Extract to read |
BEGIN

Learning about road safety

Finally driving!



The kids were famished after their third job.
Every cafe or restaurant were full of patrons. 
We had to settle for this cafe as it had just enough seats for four of us.

Fish and chips
Herb-grilled chicken that looked too charred for Coco

I asked for a a new dish but it came back similarly charred, and it made the cashier very displeased with my 'demand'.

The portions were miserably tiny. Even the ones who eat like birds had to have side dishes.

This was mine - some ayam nasi dish, a piece of dry chicken breast meat with some curry drizzled rice
Models and actors required but you need to come back for the third or fourth session which was 2 hours later, and please come back at least 50 minutes earlier to wait.


Coco wanted to try couriering. The kids had no objection.
It was a 'short' 30-minute wait.
They were grouped in threes and were tasked to collect parcels from three shops.

The fun part of the job was pushing the trolley, I figure.

Baby and the cousin wanted to be surgeons.
Surgeons they waited to be.

Unfortunately, I could not take a picture of them in the surgical gown as they were directed to the second floor for the task.

According to Baby, they implanted a kidney onto a male body.

Coco sat at the opposite queue to be a baby expert. She handled a baby doll by rubbing powder and baby oil over its body.

Next, they joined the police queue
The cousin found the job silly as they had to do 'stupid actions'.

After the briefing, they were taken out onto the street to patrol.

At the end of the day, the kids went to the bank to check their balances in their ATM cards. They hoped to buy something from the Kidzania's department store which is only accessible to kids. Adults are not allowed. They could have also checked the balance at the ATM machines but for withdrawal, they have to go to the teller.

I asked them to withdraw everything they had as the store only allows kidzo transactions.


It was a very long queue at 7pm, the closing time of Kidzania!

They went in excited but found they had nothing worthy to buy as the cheapest and smallest item cost a good 40 kidzos and they each had just over 70.

I asked them to save up for the next trip and they were happy to do so.
The counter

We will be back!

Baby and Coco had been to KidZania Kuala Lumpur in 2013. While Coco had her fill of fun, Baby was too young then to appreciate the variety of jobs. In fact, she cried when she realised she had less kidzos than her sister. I tried explaining to her that she had paid some kidzos for ice-cream making and sushi-making jobs but it fell on deaf ear.

There are definitely some differences in the jobs offered by both outlets. KidZania KL for example, had Judge as an occupation but I did not see it in the one in Singapore. On the other hand, Singapore's had Museum Curator but KL's had nothing like that.

Queues are comparable but in KL, manual jobs like couriering and window-cleaning had fewer kids going for them while in Singapore, every single job had super long queue.

Something I was displeased about, besides the awful food, were the inadequate information given at the counter and the photography at KidZania Singapore.

END

Data extract |
BEGIN

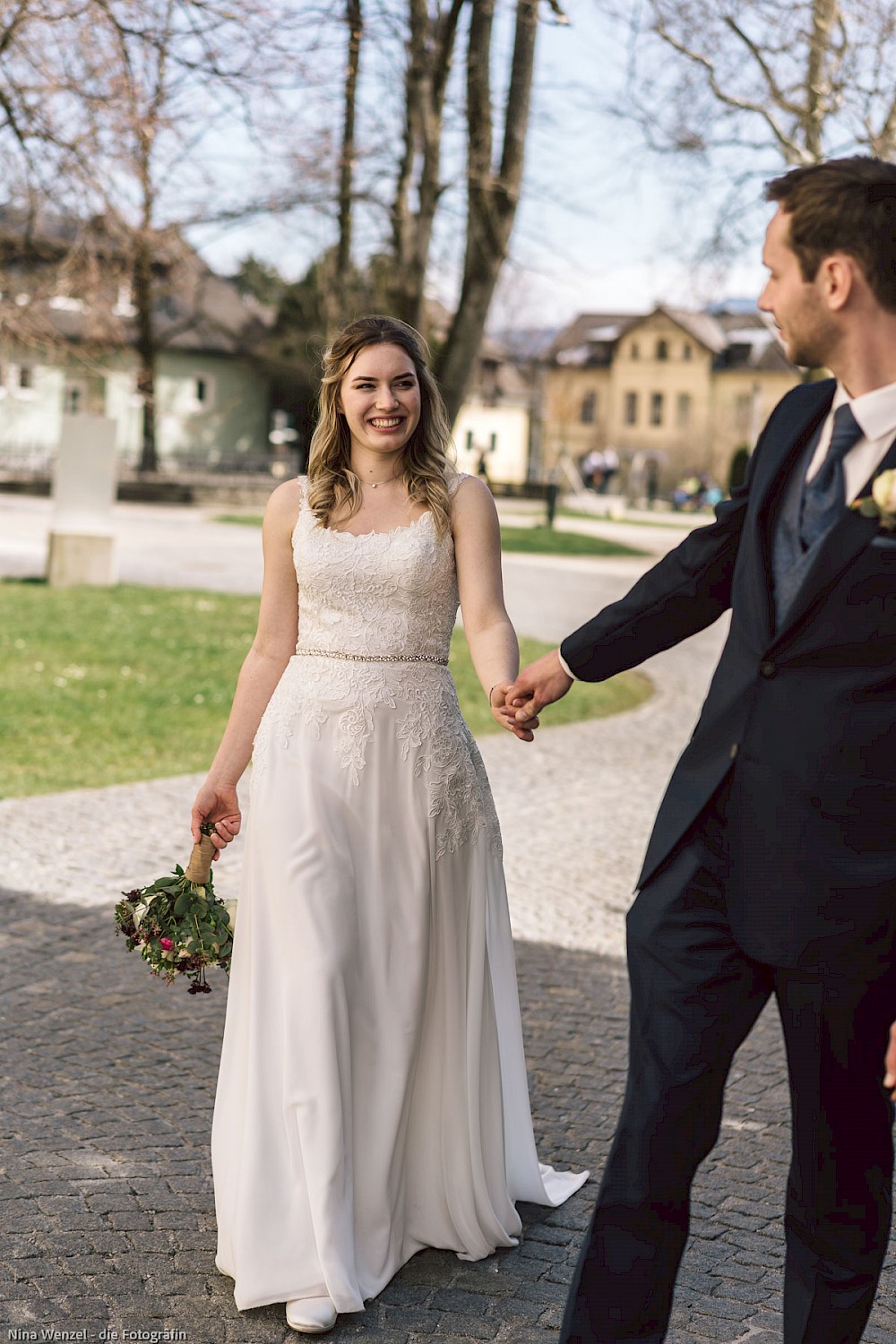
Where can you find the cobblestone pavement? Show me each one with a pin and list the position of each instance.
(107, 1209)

END
BEGIN

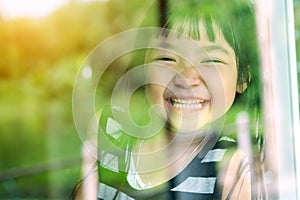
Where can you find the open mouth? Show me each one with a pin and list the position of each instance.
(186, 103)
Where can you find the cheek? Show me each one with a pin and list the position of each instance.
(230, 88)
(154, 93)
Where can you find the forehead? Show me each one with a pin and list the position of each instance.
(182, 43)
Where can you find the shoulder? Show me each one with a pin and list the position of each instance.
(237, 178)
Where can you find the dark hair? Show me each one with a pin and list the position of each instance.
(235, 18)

END

Print everything in the KidZania post from "Coco wanted to" down to "trolley, I figure.", word for word.

Coco wanted to try couriering. The kids had no objection.
It was a 'short' 30-minute wait.
They were grouped in threes and were tasked to collect parcels from three shops.

The fun part of the job was pushing the trolley, I figure.